Consigne fournie 1: Repérez et recopiez chaque ligne des enregistrements qui contient la chaîne « wrist ».

Texte fourni:
****************
05 Février 2011 – Page : 21

L’Expression: Est-ce votre séjour en Algérie (de 2003 à 2007) qui vous a poussé à faire cette oeuvre romanesque autour de la Guerre d’Algérie?
Jérôme Ferrari: Je pense que le sujet m’aurait intéressé de toute façon. Mais je n’aurais jamais pensé faire un sujet de roman si je n’avais pas vécu ici. Car il fallait que ce soit quelque chose que je puisse m’approprier, d’une manière ou d’une autre, et qu’il était possible car je connaissais Alger. Donc c’est sûr, que sans ce séjour, ce livre n’aurait pas existé.

En quoi le documentaire L’Ennemi intime vous a-t-il inspiré pour écrire ce livre?
Parce qu’il y a un entretien avec l’officier qui a arrêté Larbi Ben M’hidi et qui en parle avec beaucoup d’admiration. Je n’avais pas pensé que des sentiments comme cela étaient possibles. C’était un officier subalterne qui l’a arrêté du côté du Télemly, je crois, et qui est resté avec lui pendant au moins une dizaine de jours. Puis l’a remis à Aussares. Il en parlait avec beaucoup d’admiration dans ce film. Il y avait un côté psychologique qui m’avait énormément d’abord, touché puis intrigué, cette admiration qu’on peut porter à son ennemi. C’était ça le point de départ de mon livre. Il y a effectivement des similitudes avec L’Ennemi Intime car les faits historiques sont les mêmes mais je n’ai pas voulu faire quelque chose sur l’arrestation de Ben M’hidi ni sur l’officier qui l’a arrêté. Le reste, il a fallu que je l’invente et que je le détache du contexte historique.
****************
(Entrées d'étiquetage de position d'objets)
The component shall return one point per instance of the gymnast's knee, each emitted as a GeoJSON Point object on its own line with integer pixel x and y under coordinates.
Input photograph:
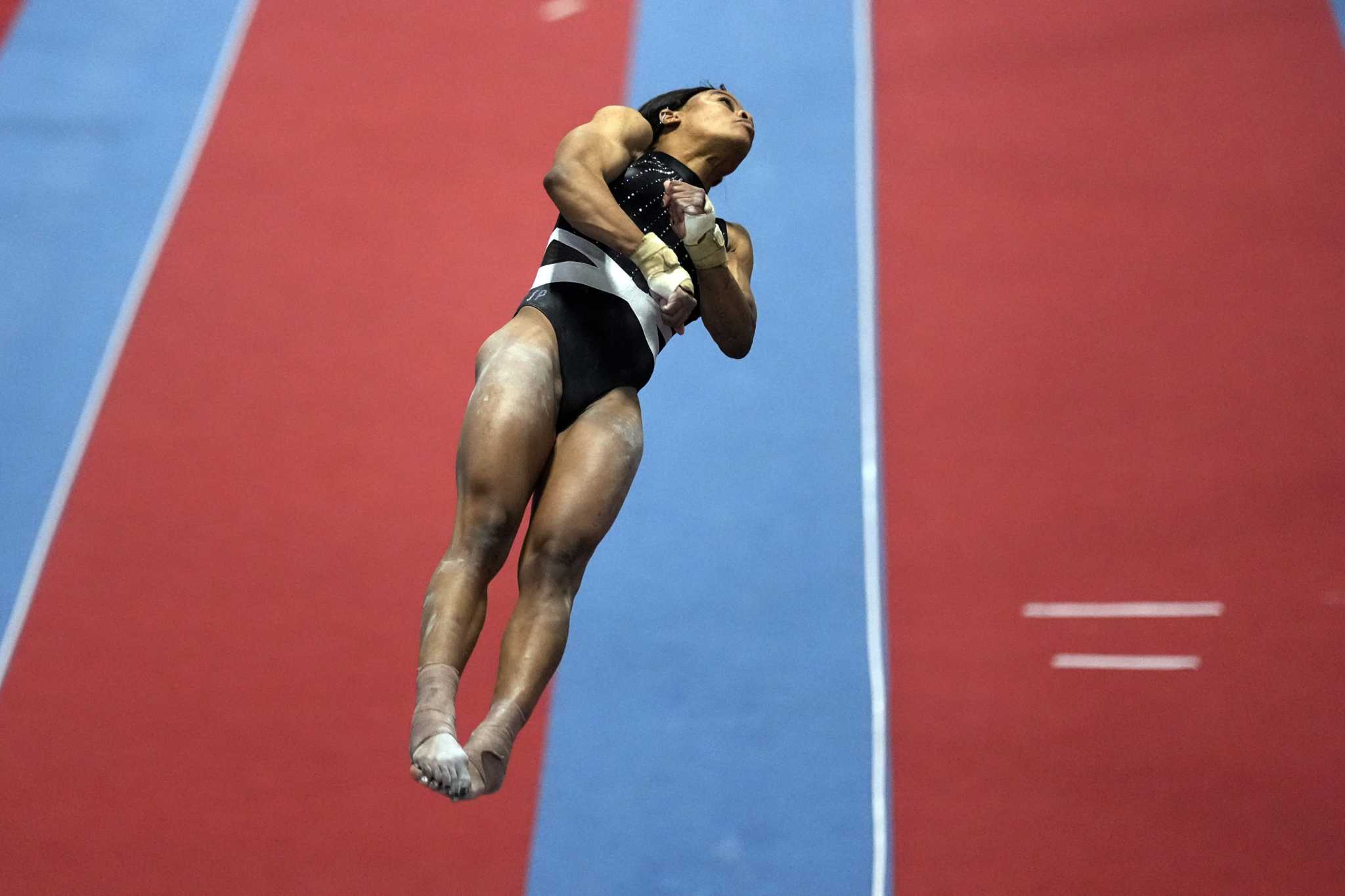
{"type": "Point", "coordinates": [485, 535]}
{"type": "Point", "coordinates": [554, 563]}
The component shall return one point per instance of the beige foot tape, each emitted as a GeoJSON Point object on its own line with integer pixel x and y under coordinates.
{"type": "Point", "coordinates": [436, 691]}
{"type": "Point", "coordinates": [489, 747]}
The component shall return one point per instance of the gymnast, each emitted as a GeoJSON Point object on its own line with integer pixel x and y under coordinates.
{"type": "Point", "coordinates": [635, 257]}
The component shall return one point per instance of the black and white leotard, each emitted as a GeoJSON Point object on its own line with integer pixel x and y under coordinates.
{"type": "Point", "coordinates": [608, 328]}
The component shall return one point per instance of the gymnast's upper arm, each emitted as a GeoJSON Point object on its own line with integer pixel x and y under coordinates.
{"type": "Point", "coordinates": [604, 146]}
{"type": "Point", "coordinates": [740, 255]}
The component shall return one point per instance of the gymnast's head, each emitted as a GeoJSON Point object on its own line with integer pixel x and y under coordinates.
{"type": "Point", "coordinates": [701, 121]}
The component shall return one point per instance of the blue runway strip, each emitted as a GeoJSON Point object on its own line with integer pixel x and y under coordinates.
{"type": "Point", "coordinates": [711, 727]}
{"type": "Point", "coordinates": [95, 109]}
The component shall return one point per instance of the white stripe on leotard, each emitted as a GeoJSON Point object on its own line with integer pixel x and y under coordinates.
{"type": "Point", "coordinates": [607, 276]}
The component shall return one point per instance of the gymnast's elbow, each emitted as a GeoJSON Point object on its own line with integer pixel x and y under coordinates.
{"type": "Point", "coordinates": [736, 349]}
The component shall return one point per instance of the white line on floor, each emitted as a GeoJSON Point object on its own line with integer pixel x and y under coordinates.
{"type": "Point", "coordinates": [1126, 609]}
{"type": "Point", "coordinates": [1118, 661]}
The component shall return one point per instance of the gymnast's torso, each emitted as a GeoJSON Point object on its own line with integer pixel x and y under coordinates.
{"type": "Point", "coordinates": [608, 328]}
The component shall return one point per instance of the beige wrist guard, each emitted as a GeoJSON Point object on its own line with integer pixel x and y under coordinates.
{"type": "Point", "coordinates": [661, 268]}
{"type": "Point", "coordinates": [711, 251]}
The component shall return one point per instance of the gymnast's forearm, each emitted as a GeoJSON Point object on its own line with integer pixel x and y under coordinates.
{"type": "Point", "coordinates": [584, 198]}
{"type": "Point", "coordinates": [730, 312]}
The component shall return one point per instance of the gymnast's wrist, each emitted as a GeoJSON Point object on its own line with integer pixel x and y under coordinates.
{"type": "Point", "coordinates": [654, 257]}
{"type": "Point", "coordinates": [709, 251]}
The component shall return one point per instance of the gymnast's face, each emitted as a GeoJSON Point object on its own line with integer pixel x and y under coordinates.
{"type": "Point", "coordinates": [715, 120]}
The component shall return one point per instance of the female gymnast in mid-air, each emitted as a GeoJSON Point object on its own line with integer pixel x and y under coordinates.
{"type": "Point", "coordinates": [635, 257]}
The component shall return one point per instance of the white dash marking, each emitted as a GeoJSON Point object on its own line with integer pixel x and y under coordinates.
{"type": "Point", "coordinates": [557, 10]}
{"type": "Point", "coordinates": [1122, 610]}
{"type": "Point", "coordinates": [1118, 661]}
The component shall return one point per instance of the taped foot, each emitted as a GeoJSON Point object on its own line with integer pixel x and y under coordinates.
{"type": "Point", "coordinates": [437, 759]}
{"type": "Point", "coordinates": [440, 763]}
{"type": "Point", "coordinates": [489, 747]}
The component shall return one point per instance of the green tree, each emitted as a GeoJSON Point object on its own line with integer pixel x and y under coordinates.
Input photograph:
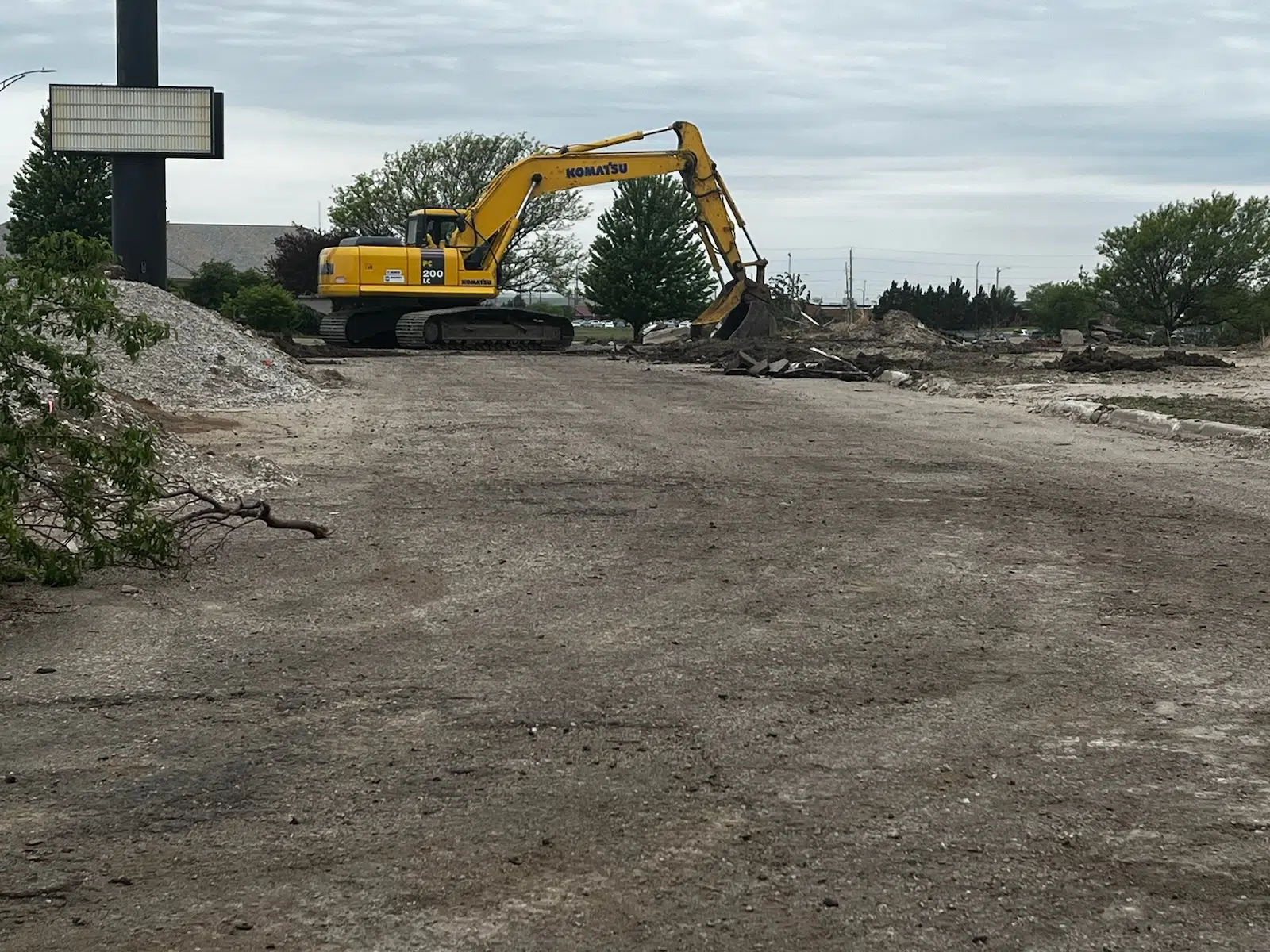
{"type": "Point", "coordinates": [1066, 305]}
{"type": "Point", "coordinates": [787, 291]}
{"type": "Point", "coordinates": [216, 283]}
{"type": "Point", "coordinates": [266, 308]}
{"type": "Point", "coordinates": [1187, 263]}
{"type": "Point", "coordinates": [294, 263]}
{"type": "Point", "coordinates": [647, 263]}
{"type": "Point", "coordinates": [74, 492]}
{"type": "Point", "coordinates": [451, 173]}
{"type": "Point", "coordinates": [57, 192]}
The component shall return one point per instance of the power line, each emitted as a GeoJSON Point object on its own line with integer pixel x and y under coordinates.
{"type": "Point", "coordinates": [927, 251]}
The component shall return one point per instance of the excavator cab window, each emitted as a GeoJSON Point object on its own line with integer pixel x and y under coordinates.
{"type": "Point", "coordinates": [429, 230]}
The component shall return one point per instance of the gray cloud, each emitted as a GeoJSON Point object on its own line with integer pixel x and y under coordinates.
{"type": "Point", "coordinates": [945, 125]}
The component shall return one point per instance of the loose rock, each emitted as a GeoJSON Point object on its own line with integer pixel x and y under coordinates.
{"type": "Point", "coordinates": [206, 362]}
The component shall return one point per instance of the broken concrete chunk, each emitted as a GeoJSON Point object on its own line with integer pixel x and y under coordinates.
{"type": "Point", "coordinates": [1073, 340]}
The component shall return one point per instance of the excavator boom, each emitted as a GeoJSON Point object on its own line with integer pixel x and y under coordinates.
{"type": "Point", "coordinates": [429, 290]}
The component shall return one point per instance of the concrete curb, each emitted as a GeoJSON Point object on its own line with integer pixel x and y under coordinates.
{"type": "Point", "coordinates": [1149, 423]}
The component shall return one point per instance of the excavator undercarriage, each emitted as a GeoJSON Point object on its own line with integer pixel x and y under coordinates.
{"type": "Point", "coordinates": [435, 286]}
{"type": "Point", "coordinates": [433, 329]}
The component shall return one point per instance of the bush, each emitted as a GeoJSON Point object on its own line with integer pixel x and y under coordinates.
{"type": "Point", "coordinates": [266, 308]}
{"type": "Point", "coordinates": [75, 492]}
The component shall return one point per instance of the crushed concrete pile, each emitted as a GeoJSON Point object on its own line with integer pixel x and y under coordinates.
{"type": "Point", "coordinates": [224, 476]}
{"type": "Point", "coordinates": [1100, 361]}
{"type": "Point", "coordinates": [207, 362]}
{"type": "Point", "coordinates": [892, 328]}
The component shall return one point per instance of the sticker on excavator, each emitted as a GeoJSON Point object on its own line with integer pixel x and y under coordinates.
{"type": "Point", "coordinates": [432, 267]}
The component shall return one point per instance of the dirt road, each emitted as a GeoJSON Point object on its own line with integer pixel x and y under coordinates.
{"type": "Point", "coordinates": [605, 657]}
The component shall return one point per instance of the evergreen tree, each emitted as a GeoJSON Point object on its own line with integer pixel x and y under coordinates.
{"type": "Point", "coordinates": [59, 192]}
{"type": "Point", "coordinates": [647, 263]}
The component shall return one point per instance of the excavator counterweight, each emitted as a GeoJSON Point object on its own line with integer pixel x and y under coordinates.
{"type": "Point", "coordinates": [436, 287]}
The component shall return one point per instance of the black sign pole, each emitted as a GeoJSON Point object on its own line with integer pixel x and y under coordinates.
{"type": "Point", "coordinates": [139, 209]}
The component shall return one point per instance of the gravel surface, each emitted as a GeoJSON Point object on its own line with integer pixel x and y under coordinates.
{"type": "Point", "coordinates": [614, 657]}
{"type": "Point", "coordinates": [209, 362]}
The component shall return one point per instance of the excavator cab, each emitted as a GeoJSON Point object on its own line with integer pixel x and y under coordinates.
{"type": "Point", "coordinates": [433, 228]}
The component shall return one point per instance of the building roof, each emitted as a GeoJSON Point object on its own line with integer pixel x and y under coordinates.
{"type": "Point", "coordinates": [190, 245]}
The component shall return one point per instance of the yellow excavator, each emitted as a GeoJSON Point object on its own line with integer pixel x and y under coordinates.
{"type": "Point", "coordinates": [433, 289]}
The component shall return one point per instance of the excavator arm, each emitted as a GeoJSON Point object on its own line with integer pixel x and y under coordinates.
{"type": "Point", "coordinates": [498, 211]}
{"type": "Point", "coordinates": [429, 290]}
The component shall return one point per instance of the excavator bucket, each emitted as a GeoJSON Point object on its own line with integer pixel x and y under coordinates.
{"type": "Point", "coordinates": [742, 310]}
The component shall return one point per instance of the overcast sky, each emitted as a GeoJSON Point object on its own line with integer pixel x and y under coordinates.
{"type": "Point", "coordinates": [927, 135]}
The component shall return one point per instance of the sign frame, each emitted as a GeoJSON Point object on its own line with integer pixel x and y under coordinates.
{"type": "Point", "coordinates": [217, 118]}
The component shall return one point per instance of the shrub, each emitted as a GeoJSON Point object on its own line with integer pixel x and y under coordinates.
{"type": "Point", "coordinates": [266, 308]}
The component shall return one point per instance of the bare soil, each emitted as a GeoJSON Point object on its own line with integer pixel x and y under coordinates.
{"type": "Point", "coordinates": [616, 657]}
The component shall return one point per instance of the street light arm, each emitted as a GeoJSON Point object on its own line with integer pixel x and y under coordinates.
{"type": "Point", "coordinates": [10, 80]}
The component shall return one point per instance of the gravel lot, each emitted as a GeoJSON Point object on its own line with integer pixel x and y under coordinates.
{"type": "Point", "coordinates": [615, 657]}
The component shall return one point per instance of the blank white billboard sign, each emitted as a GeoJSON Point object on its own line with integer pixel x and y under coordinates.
{"type": "Point", "coordinates": [169, 121]}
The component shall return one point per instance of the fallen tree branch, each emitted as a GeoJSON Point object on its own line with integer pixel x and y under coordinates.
{"type": "Point", "coordinates": [216, 512]}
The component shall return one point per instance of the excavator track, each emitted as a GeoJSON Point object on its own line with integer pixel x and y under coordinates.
{"type": "Point", "coordinates": [486, 328]}
{"type": "Point", "coordinates": [468, 328]}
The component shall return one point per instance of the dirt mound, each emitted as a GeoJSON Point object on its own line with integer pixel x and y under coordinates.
{"type": "Point", "coordinates": [1184, 359]}
{"type": "Point", "coordinates": [1095, 361]}
{"type": "Point", "coordinates": [892, 328]}
{"type": "Point", "coordinates": [207, 362]}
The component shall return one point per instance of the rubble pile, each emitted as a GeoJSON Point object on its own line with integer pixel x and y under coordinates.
{"type": "Point", "coordinates": [1095, 359]}
{"type": "Point", "coordinates": [207, 362]}
{"type": "Point", "coordinates": [225, 476]}
{"type": "Point", "coordinates": [892, 328]}
{"type": "Point", "coordinates": [829, 367]}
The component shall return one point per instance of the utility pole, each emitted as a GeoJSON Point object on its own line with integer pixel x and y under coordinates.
{"type": "Point", "coordinates": [977, 295]}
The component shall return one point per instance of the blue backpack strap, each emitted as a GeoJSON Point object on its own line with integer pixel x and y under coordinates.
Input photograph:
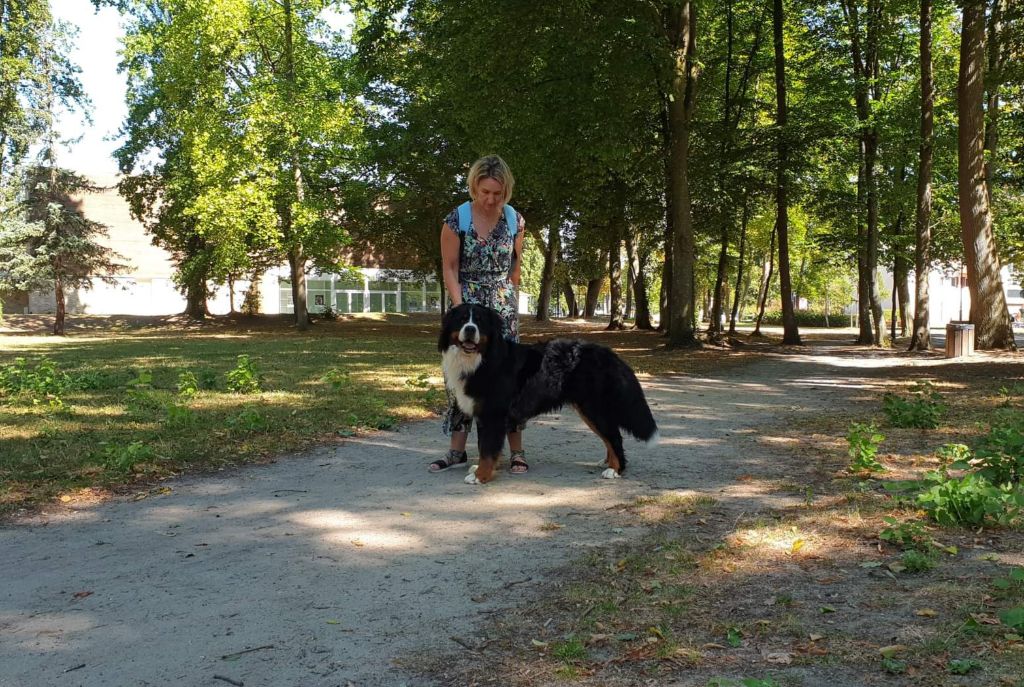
{"type": "Point", "coordinates": [465, 217]}
{"type": "Point", "coordinates": [512, 220]}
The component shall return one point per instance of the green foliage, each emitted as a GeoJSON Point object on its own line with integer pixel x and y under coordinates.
{"type": "Point", "coordinates": [569, 649]}
{"type": "Point", "coordinates": [999, 456]}
{"type": "Point", "coordinates": [863, 442]}
{"type": "Point", "coordinates": [742, 682]}
{"type": "Point", "coordinates": [810, 318]}
{"type": "Point", "coordinates": [40, 381]}
{"type": "Point", "coordinates": [248, 420]}
{"type": "Point", "coordinates": [245, 378]}
{"type": "Point", "coordinates": [923, 410]}
{"type": "Point", "coordinates": [916, 561]}
{"type": "Point", "coordinates": [187, 384]}
{"type": "Point", "coordinates": [124, 457]}
{"type": "Point", "coordinates": [964, 666]}
{"type": "Point", "coordinates": [970, 500]}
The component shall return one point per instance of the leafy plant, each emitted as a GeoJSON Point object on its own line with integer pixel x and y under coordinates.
{"type": "Point", "coordinates": [923, 410]}
{"type": "Point", "coordinates": [970, 500]}
{"type": "Point", "coordinates": [964, 666]}
{"type": "Point", "coordinates": [123, 458]}
{"type": "Point", "coordinates": [245, 378]}
{"type": "Point", "coordinates": [40, 381]}
{"type": "Point", "coordinates": [916, 561]}
{"type": "Point", "coordinates": [999, 457]}
{"type": "Point", "coordinates": [187, 384]}
{"type": "Point", "coordinates": [864, 439]}
{"type": "Point", "coordinates": [249, 420]}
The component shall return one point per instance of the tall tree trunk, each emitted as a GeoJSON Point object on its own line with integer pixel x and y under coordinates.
{"type": "Point", "coordinates": [615, 320]}
{"type": "Point", "coordinates": [593, 293]}
{"type": "Point", "coordinates": [665, 296]}
{"type": "Point", "coordinates": [923, 228]}
{"type": "Point", "coordinates": [682, 30]}
{"type": "Point", "coordinates": [767, 282]}
{"type": "Point", "coordinates": [738, 292]}
{"type": "Point", "coordinates": [993, 81]}
{"type": "Point", "coordinates": [791, 335]}
{"type": "Point", "coordinates": [61, 305]}
{"type": "Point", "coordinates": [988, 304]}
{"type": "Point", "coordinates": [297, 269]}
{"type": "Point", "coordinates": [548, 274]}
{"type": "Point", "coordinates": [571, 305]}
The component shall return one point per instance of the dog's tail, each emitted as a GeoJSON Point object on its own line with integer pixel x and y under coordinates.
{"type": "Point", "coordinates": [637, 418]}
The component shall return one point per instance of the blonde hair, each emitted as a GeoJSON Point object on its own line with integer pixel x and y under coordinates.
{"type": "Point", "coordinates": [491, 167]}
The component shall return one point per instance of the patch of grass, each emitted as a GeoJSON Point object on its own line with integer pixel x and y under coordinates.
{"type": "Point", "coordinates": [193, 397]}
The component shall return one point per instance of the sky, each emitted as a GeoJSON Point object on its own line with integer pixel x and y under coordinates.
{"type": "Point", "coordinates": [96, 53]}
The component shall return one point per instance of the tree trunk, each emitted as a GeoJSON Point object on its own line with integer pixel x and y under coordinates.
{"type": "Point", "coordinates": [682, 25]}
{"type": "Point", "coordinates": [738, 291]}
{"type": "Point", "coordinates": [61, 305]}
{"type": "Point", "coordinates": [665, 296]}
{"type": "Point", "coordinates": [615, 321]}
{"type": "Point", "coordinates": [297, 265]}
{"type": "Point", "coordinates": [767, 283]}
{"type": "Point", "coordinates": [988, 304]}
{"type": "Point", "coordinates": [548, 274]}
{"type": "Point", "coordinates": [923, 229]}
{"type": "Point", "coordinates": [571, 305]}
{"type": "Point", "coordinates": [593, 293]}
{"type": "Point", "coordinates": [791, 335]}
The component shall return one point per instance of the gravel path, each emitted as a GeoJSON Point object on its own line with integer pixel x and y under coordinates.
{"type": "Point", "coordinates": [330, 567]}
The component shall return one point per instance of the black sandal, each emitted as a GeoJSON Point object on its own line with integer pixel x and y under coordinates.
{"type": "Point", "coordinates": [518, 464]}
{"type": "Point", "coordinates": [452, 459]}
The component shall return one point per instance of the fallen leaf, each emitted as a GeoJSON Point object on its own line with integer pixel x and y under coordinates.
{"type": "Point", "coordinates": [891, 650]}
{"type": "Point", "coordinates": [780, 657]}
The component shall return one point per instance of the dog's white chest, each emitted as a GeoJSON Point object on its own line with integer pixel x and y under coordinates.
{"type": "Point", "coordinates": [458, 367]}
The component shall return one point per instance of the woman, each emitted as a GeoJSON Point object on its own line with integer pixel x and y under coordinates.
{"type": "Point", "coordinates": [480, 264]}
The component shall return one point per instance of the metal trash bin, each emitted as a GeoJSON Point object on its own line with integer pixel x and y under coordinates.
{"type": "Point", "coordinates": [960, 339]}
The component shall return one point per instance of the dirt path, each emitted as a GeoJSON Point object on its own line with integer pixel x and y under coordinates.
{"type": "Point", "coordinates": [329, 567]}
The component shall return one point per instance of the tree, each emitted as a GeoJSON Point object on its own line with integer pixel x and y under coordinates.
{"type": "Point", "coordinates": [988, 305]}
{"type": "Point", "coordinates": [681, 28]}
{"type": "Point", "coordinates": [53, 245]}
{"type": "Point", "coordinates": [921, 340]}
{"type": "Point", "coordinates": [791, 333]}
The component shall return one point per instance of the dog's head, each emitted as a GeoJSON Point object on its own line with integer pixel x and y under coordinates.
{"type": "Point", "coordinates": [474, 330]}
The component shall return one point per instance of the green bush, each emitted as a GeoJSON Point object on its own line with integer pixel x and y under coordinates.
{"type": "Point", "coordinates": [245, 378]}
{"type": "Point", "coordinates": [864, 439]}
{"type": "Point", "coordinates": [810, 318]}
{"type": "Point", "coordinates": [923, 410]}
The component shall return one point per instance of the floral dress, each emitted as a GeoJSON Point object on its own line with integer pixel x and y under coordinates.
{"type": "Point", "coordinates": [483, 274]}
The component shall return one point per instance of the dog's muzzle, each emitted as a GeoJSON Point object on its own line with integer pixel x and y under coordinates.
{"type": "Point", "coordinates": [469, 338]}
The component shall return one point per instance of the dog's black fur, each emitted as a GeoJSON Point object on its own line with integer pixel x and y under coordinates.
{"type": "Point", "coordinates": [515, 382]}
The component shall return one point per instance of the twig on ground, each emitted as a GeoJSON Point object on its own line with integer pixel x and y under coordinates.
{"type": "Point", "coordinates": [228, 656]}
{"type": "Point", "coordinates": [237, 683]}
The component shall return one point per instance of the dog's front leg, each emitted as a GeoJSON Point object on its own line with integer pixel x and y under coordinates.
{"type": "Point", "coordinates": [491, 438]}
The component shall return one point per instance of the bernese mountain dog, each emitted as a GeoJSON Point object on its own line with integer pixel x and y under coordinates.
{"type": "Point", "coordinates": [503, 384]}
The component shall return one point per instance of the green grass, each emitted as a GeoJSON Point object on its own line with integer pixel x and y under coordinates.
{"type": "Point", "coordinates": [121, 418]}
****************
Consigne fournie 2: D'après l'entretien, pendant combien de temps l'officier subalterne est-il resté avec Larbi Ben M'hidi après son arrestation ?

Sortie attendue 1:
The component shall return one point per instance of the beige wrist guard, each emitted as a GeoJSON Point object on its own line with integer pixel x and y under coordinates.
The component shall return one point per instance of the gymnast's wrist, each emitted as a GeoJSON Point object on its own line with integer pixel x and y under coordinates.

Sortie attendue 2: Pendant au moins une dizaine de jours.